[Named-object pointing records]
>>>>>

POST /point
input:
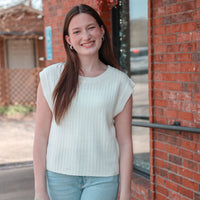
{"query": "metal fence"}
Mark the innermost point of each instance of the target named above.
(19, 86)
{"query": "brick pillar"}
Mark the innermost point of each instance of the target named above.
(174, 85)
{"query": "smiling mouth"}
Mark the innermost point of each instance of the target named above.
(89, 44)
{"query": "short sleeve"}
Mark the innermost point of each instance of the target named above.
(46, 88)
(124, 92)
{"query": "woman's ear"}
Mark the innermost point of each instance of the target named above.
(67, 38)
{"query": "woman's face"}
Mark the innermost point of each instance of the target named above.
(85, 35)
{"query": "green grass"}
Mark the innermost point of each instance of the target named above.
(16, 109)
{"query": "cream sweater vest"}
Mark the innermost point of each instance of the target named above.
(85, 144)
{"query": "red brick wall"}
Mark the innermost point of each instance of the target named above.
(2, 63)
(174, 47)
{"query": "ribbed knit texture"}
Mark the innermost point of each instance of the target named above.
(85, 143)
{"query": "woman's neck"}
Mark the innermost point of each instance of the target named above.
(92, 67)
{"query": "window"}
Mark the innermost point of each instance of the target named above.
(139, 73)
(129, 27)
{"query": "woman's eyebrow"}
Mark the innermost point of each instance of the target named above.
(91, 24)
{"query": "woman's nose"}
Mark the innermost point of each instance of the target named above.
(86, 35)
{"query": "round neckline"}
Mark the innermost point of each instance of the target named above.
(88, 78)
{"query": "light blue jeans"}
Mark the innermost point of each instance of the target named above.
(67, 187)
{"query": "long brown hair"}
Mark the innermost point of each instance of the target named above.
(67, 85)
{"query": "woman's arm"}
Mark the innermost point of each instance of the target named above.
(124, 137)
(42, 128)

<<<<<
>>>>>

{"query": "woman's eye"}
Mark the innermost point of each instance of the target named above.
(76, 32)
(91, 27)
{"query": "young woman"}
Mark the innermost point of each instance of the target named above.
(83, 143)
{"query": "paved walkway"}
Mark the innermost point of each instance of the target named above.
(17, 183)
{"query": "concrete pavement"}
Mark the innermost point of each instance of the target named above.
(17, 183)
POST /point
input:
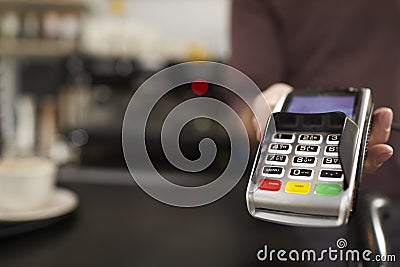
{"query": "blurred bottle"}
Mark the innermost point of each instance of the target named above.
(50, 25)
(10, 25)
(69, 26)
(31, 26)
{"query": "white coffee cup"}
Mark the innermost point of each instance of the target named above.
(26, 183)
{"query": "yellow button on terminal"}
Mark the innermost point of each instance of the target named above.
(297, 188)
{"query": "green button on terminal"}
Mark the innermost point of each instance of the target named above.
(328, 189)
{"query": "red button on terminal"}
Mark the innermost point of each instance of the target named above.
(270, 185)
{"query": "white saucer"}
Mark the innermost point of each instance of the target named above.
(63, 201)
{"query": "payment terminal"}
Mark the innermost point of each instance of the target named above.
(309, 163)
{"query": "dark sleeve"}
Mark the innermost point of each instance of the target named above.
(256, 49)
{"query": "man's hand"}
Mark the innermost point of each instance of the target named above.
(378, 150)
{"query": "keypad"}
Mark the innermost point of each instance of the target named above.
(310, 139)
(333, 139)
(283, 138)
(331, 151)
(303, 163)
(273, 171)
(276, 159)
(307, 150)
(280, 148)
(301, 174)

<<<<<
>>>>>

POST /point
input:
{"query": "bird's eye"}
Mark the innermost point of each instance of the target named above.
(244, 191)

<<<<<

Pull out every line above that contains the word "green", treating uppercase and lowercase letters as different.

= Exercise output =
{"query": "green grass"}
{"query": "green button on terminal"}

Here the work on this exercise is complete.